§ **Work request**:
Tally up the lines in the material where the word "plank" appears, then give the total and nothing else.

§ **Given records**:
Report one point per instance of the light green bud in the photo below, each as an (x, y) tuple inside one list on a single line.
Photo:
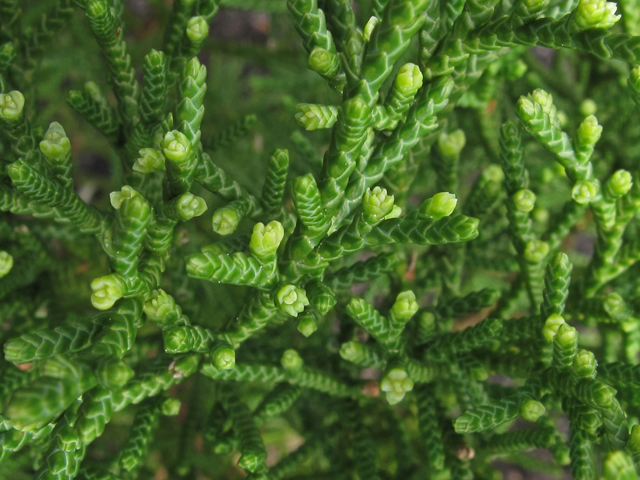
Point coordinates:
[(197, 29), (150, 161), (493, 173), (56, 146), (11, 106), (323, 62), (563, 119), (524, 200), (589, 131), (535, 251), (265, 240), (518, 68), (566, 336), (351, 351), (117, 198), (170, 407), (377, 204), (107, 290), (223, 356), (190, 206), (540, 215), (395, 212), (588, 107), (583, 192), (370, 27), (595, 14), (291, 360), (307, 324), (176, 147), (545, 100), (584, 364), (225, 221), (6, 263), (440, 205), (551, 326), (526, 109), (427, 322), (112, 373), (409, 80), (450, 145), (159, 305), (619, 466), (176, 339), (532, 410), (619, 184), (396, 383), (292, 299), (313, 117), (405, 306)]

---

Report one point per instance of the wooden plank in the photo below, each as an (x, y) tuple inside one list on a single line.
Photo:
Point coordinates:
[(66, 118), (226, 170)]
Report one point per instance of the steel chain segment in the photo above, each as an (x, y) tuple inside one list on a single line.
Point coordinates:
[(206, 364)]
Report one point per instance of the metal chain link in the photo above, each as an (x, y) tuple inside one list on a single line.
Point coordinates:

---

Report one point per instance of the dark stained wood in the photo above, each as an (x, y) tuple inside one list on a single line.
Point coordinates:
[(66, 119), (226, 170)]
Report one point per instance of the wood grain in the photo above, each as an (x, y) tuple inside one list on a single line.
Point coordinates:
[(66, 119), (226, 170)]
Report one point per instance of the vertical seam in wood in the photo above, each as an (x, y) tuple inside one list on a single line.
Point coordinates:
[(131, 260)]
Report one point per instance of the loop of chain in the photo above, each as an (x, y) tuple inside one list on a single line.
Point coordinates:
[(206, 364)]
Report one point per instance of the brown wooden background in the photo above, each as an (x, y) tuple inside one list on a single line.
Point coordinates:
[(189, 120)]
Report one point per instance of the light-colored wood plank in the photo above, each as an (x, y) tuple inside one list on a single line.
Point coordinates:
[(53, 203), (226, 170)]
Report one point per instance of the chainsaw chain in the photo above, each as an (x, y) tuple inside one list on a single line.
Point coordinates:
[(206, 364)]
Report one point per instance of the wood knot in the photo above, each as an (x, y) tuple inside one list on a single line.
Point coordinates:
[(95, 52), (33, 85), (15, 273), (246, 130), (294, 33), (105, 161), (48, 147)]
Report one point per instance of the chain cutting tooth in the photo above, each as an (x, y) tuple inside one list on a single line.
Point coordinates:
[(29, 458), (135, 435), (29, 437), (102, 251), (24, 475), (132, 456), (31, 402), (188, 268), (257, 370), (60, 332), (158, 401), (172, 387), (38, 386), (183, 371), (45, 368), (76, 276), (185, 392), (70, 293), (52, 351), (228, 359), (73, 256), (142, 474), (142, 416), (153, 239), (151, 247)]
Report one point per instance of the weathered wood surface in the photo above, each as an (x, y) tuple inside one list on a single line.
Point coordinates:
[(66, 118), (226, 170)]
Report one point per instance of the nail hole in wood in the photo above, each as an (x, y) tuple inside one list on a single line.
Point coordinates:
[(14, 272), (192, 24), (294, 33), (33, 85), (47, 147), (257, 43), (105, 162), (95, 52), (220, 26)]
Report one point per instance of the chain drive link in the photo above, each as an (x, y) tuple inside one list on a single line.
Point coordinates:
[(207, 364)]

§ **Response**:
2